» **PASSAGE SHOWN**
━━━━

LabVIEW provides the ability to write a text file (meaning that it is plain ASCII text, separated by <CR><LF>) that can accept 2D numeric or string data and write it as strings, separating the columns with a specified character (default is Tab) and separating rows with <CR><LF>. If the user chooses to use a Comma as the column separator, the file that results is often called a .csv (Comma-separated Values) file. If Excel has been installed, it "captures" the .csv extension and associates itself with this file format, fooling the naive user into thinking that this Text file is an Excel file. Yes, Excel can read such a file and can even manipulate it, but it remains a Text-only file unless the user chooses to save it as a native Excel .xls(x) file.
If you want to do fancy Excel-type things, you need to use Excel, which is most easily done with the Report Generation Toolkit (as I showed you Thursday). If you only need to read and write string data, you'll be fine with LabVIEW's Read/Write Spreadsheet. Be aware, however, that when you write Floating Point data as text, you determine the precision of the data at the time of writing. For example, if you wrote the value of pi to a Spreadsheet file and chose to write it using three digits of precision (3.142), you would not be able to read it back with its full precision (3.14159...), as WYSIWYG (What You See Is What You Get). On the other hand, if you wrote this to an Excel cell, the full value would be stored in Excel, and when you read it back, no matter how it appeared when you viewed the WorkSheet (as the "view" is set by the Cell's Format), you'd get all the digits back that you put into the Cell.
I will admit that I used to give short shrift to LabVIEW's Spreadsheet functions (I've never used them in my own work), but I've now learned how to use them (primarily to be able to help LabVIEW "students" get started). They are fine, and can do more than I originally gave them credit for, but if you want "fancy", you need to use Excel, and the easiest way to do that is to use the Report Generation Toolkit.
Bob Schor
06-27-2015 06:02 PM
06-27-2015 10:09 PM
I agree with Palanivel -- if your problem is simple, you can use the LabVIEW "Spreadsheet" functions instead of the Report Generation Toolkit and Excel. My example two days ago to your earlier post showed exactly how to do this using both methods.
BS
07-01-2015 08:37 AM
Yes, that worked. Thank you much.
07-01-2015 10:05 AM
Yes Sir, I am using the spreadsheet.

━━━━

» **WRITTEN PROBLEM A**
Translate this sentence from the post about LabVIEW spreadsheet files into Spanish: "If you only need to read and write string data, you'll be fine with LabVIEW's Read/Write Spreadsheet."
» **WRITTEN PROBLEM B**
Reproduce the entries from the line beginning "Q: Pick out each instance of the windshield wiper" down to the end of the entries, replacing "front wheel" with "front tire" and keeping every other word unchanged.

━━━━

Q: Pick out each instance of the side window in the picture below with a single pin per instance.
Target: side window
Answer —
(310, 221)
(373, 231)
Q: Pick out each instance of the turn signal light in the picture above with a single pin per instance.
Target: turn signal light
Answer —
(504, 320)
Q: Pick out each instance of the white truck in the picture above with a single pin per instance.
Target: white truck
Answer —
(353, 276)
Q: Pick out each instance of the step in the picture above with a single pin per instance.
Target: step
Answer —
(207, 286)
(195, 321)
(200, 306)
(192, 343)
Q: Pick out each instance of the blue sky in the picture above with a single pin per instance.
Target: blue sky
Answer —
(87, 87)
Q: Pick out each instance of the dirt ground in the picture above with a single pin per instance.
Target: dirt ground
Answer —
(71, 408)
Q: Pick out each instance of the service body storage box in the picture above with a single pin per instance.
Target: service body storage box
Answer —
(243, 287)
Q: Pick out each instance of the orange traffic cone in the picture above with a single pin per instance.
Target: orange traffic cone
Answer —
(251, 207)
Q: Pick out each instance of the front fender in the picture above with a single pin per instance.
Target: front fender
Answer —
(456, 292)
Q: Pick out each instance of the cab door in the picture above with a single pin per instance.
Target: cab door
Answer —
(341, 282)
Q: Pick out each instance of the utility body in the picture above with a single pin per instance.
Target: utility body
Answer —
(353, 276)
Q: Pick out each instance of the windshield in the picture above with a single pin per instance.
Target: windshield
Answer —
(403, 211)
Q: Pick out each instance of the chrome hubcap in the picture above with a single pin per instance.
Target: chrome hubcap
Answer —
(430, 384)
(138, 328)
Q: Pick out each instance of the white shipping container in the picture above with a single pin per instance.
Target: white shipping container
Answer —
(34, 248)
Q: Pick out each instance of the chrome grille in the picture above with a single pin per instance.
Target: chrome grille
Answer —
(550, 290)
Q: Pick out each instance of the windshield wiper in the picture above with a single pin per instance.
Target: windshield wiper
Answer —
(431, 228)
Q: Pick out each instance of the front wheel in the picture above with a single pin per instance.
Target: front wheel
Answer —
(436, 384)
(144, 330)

━━━━

» **FINAL ANSWER A**
Si solo necesitas leer y escribir datos de texto, te bastará con la función Read/Write Spreadsheet de LabVIEW.

» **FINAL ANSWER B**
Q: Pick out each instance of the windshield wiper in the picture above with a single pin per instance.
Target: windshield wiper
Answer —
(431, 228)
Q: Pick out each instance of the front tire in the picture above with a single pin per instance.
Target: front tire
Answer —
(436, 384)
(144, 330)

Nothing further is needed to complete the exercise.